*** Opening of Exercise materials ***

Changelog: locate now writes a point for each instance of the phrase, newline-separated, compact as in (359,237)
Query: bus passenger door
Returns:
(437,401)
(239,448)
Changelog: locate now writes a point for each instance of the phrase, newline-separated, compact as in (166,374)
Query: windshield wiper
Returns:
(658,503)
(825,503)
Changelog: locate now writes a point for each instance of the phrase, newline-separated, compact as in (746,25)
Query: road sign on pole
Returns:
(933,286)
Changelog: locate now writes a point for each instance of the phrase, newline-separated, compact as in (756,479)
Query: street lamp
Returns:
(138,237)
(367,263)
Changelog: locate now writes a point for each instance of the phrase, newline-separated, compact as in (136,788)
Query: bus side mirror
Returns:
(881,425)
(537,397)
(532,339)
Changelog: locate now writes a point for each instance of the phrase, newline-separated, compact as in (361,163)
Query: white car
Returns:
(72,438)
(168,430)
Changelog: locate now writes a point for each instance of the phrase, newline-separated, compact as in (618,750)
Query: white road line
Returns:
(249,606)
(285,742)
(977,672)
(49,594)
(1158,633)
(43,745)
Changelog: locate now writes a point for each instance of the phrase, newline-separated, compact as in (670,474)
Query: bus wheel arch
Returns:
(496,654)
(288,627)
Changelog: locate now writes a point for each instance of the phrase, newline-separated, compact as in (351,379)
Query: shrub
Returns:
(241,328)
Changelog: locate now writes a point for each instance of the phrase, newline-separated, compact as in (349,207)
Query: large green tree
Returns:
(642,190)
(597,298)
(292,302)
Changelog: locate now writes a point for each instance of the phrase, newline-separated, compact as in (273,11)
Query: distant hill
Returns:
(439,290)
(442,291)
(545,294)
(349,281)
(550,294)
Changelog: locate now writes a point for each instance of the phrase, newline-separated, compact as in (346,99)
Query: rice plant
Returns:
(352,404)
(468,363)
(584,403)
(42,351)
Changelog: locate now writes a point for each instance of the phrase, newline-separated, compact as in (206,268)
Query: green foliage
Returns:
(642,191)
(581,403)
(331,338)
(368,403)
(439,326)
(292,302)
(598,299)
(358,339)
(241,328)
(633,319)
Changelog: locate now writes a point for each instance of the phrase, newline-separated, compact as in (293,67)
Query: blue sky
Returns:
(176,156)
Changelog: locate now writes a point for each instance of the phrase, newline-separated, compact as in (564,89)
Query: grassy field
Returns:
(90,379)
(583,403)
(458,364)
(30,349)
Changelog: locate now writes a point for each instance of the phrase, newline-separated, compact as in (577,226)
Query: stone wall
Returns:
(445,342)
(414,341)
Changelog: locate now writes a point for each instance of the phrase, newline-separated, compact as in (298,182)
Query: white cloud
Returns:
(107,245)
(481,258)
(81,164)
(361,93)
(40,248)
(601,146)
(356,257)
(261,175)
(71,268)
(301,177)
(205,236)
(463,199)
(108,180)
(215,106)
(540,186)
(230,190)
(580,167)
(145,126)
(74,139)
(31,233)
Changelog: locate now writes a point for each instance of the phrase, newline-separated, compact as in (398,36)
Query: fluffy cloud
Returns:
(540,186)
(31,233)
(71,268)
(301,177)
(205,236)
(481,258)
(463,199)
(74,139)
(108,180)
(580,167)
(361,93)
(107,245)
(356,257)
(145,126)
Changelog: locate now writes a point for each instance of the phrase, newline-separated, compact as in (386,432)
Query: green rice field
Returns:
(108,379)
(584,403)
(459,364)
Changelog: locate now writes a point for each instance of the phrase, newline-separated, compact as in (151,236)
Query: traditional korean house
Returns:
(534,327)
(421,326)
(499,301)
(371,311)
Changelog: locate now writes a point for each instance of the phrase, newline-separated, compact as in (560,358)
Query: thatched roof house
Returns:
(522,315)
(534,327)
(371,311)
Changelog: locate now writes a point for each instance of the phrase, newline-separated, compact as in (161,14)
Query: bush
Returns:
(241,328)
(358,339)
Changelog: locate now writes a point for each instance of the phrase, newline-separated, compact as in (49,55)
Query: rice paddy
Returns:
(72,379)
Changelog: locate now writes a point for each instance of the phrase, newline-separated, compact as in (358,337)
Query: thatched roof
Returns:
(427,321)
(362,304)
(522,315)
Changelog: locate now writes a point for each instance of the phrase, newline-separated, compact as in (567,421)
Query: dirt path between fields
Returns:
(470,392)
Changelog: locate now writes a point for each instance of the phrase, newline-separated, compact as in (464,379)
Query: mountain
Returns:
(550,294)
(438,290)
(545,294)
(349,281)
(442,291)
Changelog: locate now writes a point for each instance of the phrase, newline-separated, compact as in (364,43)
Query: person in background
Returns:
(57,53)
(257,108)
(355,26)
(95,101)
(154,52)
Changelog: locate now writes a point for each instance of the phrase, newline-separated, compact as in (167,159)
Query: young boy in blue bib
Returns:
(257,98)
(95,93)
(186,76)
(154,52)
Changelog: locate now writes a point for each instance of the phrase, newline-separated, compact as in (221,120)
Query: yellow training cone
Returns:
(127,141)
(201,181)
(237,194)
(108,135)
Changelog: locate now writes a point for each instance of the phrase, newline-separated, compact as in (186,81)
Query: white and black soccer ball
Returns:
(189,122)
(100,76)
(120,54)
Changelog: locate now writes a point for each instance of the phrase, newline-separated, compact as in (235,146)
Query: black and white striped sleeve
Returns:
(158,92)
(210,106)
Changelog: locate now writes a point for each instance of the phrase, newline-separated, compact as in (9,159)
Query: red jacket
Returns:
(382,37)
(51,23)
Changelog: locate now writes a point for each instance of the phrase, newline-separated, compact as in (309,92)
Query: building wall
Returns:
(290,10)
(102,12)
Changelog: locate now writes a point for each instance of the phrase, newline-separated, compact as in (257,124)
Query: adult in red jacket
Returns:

*** Close of Exercise materials ***

◆ **What is needed**
Exact copies of all the lines above are required.

◆ **Task response**
Changelog: locate now writes a point for each instance of the phrase, newline-separated, compact as in (359,237)
Query: bus passenger door
Returns:
(437,401)
(239,448)
Changelog: locate now writes a point for each instance of the phrase, newline-separated, compact as in (166,374)
Query: windshield wiper
Returns:
(658,503)
(825,503)
Changelog: locate now writes a point for each instance of the phrase, newline-separated, compact as in (746,25)
Query: road sign on pole
Returns:
(933,286)
Changelog: locate now writes a point for each instance of the phrase, newline-separated, compact as in (756,479)
Query: street lamp
Returns:
(138,237)
(367,263)
Changelog: locate now writes a point for each instance of the phrase, newline-separated, compact as in (136,788)
Query: bus side mirror
Returns:
(881,425)
(537,397)
(532,339)
Changelog: locate now writes a point for each instance of the phrase, newline-separated, compact as in (361,163)
Query: white car
Returns:
(72,438)
(168,430)
Changelog: locate now writes a point for each instance of the phrase, newline-separated, compact as in (618,750)
Query: white road line
Returns:
(249,606)
(285,742)
(977,672)
(49,594)
(1158,633)
(43,745)
Changelog: locate now writes a point for each instance of the phrase, newline-separated, compact as in (670,474)
Query: bus wheel arch
Returns:
(496,654)
(288,627)
Changelog: locate now writes a point for each instance of the phrase, newline-separated, compact as in (351,379)
Query: shrub
Returns:
(241,328)
Changelog: locate now writes a point for each instance of the phrase, newline-separated, compact as in (349,207)
Query: large green tree
Returns:
(642,190)
(597,298)
(292,302)
Changelog: locate now writes a point for each instance of the phrase, newline-separated, compact as in (273,11)
Query: distant hill
Returns:
(439,290)
(442,291)
(545,294)
(349,281)
(550,294)
Changelog: locate now writes a point for each instance of the phrase, newline-separated, compact as in (346,99)
Query: rice plant
Returns:
(352,404)
(468,363)
(584,403)
(42,351)
Changelog: locate now writes a point for each instance of the phrase, newline-separated, compact as in (206,268)
Query: green foliage
Returns:
(642,191)
(581,403)
(331,338)
(368,403)
(439,326)
(292,302)
(598,299)
(358,339)
(241,328)
(633,319)
Changelog: locate now writes a point for each instance of the phrase, newline-separated, compact as in (293,67)
Query: blue sky
Returns:
(176,156)
Changelog: locate now writes a point for each instance of the phrase, newline-separated, compact as in (564,89)
Query: grassy field
Returns:
(90,379)
(583,403)
(458,364)
(30,349)
Changelog: locate now writes a point for each instance of the phrase, newline-separated, compact as in (577,226)
Query: stone wall
Returns:
(445,342)
(414,341)
Changelog: locate now writes a point for each instance of the phrase, newline-separated, compact as in (298,182)
Query: white cloud
Returns:
(107,245)
(481,258)
(81,164)
(361,93)
(40,248)
(601,146)
(356,257)
(261,175)
(71,268)
(301,177)
(205,236)
(463,199)
(108,180)
(215,106)
(540,186)
(230,190)
(580,167)
(145,126)
(74,139)
(31,233)
Changelog: locate now writes a point for each instance of the phrase, newline-separated, compact as in (398,36)
Query: fluffy cloud
Returns:
(540,186)
(31,233)
(71,268)
(301,177)
(205,236)
(481,258)
(463,199)
(74,139)
(108,180)
(580,167)
(361,93)
(107,245)
(356,257)
(145,126)
Changelog: locate now writes a point for each instance of the phrase, newline-separated, compact as in (386,432)
Query: green rice field
Returns:
(108,379)
(584,403)
(459,364)
Changelog: locate now writes a point for each instance of the phrase, newline-separated, compact as in (151,236)
Query: traditional korean house
Returns:
(534,327)
(421,326)
(499,301)
(371,311)
Changelog: locate now writes a point for each instance of the phrase, newline-separated, compact as in (560,358)
Query: thatched roof house
Returns:
(522,315)
(534,327)
(371,311)
Changelog: locate now writes a point for each instance of the phrase, newline-separated, compact as in (161,14)
Query: bush
Returns:
(241,328)
(358,339)
Changelog: locate now writes a point for each instance of the phrase, newline-separated, compact as in (49,55)
Query: rice paddy
Returns:
(72,379)
Changelog: locate now writes a point for each instance of the phrase, newline-separated, compact as in (358,337)
Query: thatched roof
Returns:
(427,321)
(362,304)
(522,315)
Changelog: locate now writes a point for each instance of the phrase, newline-separated, compact as in (567,421)
Query: dirt path between fields
Returns:
(470,392)
Changelog: locate now writes a point for each instance of the phrase, newline-separated, compact as in (464,379)
Query: mountain
Returns:
(550,294)
(438,290)
(545,294)
(349,281)
(442,291)
Changelog: locate now writes a point for each instance of the phrase, newline-separated, compact as in (364,43)
Query: person in background
Returns:
(57,53)
(257,108)
(355,26)
(95,101)
(154,52)
Changelog: locate now writes a point for each instance of the phrase, newline-separated, compact as in (167,159)
Query: young boy in blue bib
Returns:
(257,98)
(95,93)
(186,76)
(154,52)
Changelog: locate now writes a point for each instance of the phrase, newline-separated, compact as in (221,120)
Query: yellow training cone
Returns:
(127,141)
(201,181)
(237,194)
(108,135)
Changelog: locate now writes a point for each instance of the phrase, newline-separated, compact as in (186,81)
Query: white and black soccer ball
Returns:
(189,122)
(100,76)
(120,54)
Changelog: locate now writes a point for each instance of the phrase, newline-separated, compact as in (235,146)
Query: black and white striped sleeve
Returns:
(158,92)
(210,106)
Changelog: locate now writes a point for each instance of the phrase, newline-separated, compact as in (9,159)
Query: red jacket
Returns:
(382,37)
(51,23)
Changelog: locate now writes a point for each instance of the phrase, newline-separated, compact as in (309,92)
Query: building wall
Returns:
(290,10)
(102,12)
Changelog: locate now writes a point for each instance of the phrase, newline-separated, compact as in (257,124)
Query: adult in red jacket
Returns:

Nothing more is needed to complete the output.